[[ SELECTED TEXT open ]]

My Toughest Problem Has Been Solved.
SF Supporter
#21
In Coventry, England someone dubbed the Cat-Shaver is catching cats and shaving a square into their fur, Metro News reported on January 11th. Not just a small patch, either: 6-year-old Tallulah had a large bald spot on her stomach that owner Bonnie Towe noticed when her daughter picked the cat up.
"Did someone take her and bring her back? Or did they do it in a car?" Towe wondered. "We did notice she wasn't going out quite as much. She mostly sits at home and looks out the window."
Other victims' owners have discovered one another on Facebook, speculating the cats are being marked as targets. But no other harm has come to any of them.
 

Winslow

My Toughest Problem Has Been Solved.
SF Supporter
#22
Mary Brown, 37, of Durand, Wisconsin, was charged with physical abuse of an elder person after she performed surgery on a man under her care.
Brown was working as a hospice nurse at Spring Valley Health and Rehab Center, where she cared for a patient suffering from severe frostbite on his feet.

[[ SELECTED TEXT closed ]]
[[ PROVIDED DATA open ]]

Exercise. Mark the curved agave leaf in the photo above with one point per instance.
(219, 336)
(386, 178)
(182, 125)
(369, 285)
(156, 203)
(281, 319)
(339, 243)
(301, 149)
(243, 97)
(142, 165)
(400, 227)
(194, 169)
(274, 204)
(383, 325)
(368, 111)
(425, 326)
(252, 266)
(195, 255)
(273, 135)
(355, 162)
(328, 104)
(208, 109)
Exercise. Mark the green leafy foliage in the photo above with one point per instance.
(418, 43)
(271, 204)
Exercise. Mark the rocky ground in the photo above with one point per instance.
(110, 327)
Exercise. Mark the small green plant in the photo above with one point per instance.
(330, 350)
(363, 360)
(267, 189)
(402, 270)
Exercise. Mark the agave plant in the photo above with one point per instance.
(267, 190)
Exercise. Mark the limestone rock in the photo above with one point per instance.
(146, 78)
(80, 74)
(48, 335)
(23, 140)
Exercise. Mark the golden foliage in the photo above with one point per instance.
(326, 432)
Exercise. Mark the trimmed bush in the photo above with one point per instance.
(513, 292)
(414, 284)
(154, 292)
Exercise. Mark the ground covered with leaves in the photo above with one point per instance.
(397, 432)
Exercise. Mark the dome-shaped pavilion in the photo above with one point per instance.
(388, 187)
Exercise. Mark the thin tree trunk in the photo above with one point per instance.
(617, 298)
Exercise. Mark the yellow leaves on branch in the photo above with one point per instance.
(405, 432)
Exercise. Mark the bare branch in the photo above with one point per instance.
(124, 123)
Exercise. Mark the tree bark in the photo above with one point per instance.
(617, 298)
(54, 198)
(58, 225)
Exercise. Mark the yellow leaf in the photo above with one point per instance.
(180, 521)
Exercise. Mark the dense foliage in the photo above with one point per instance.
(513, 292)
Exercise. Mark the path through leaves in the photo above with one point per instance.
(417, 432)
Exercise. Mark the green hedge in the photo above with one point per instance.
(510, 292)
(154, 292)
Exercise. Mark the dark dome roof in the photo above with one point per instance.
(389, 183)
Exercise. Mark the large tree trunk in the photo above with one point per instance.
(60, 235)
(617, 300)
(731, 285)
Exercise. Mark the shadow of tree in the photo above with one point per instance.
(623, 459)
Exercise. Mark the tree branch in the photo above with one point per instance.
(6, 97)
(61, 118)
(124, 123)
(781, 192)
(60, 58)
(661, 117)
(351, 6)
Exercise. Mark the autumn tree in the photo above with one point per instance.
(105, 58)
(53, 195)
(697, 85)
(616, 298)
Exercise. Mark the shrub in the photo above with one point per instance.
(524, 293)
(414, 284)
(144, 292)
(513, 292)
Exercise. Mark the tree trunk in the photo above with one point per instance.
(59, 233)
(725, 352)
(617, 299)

[[ PROVIDED DATA closed ]]

**YOUR ASSIGNMENT:** According to the selected text, at which facility was Mary Brown working as a hospice nurse? The listing comes from a source separate from the selected text.

**ANSWER TO THE EXERCISE:** Spring Valley Health and Rehab Center.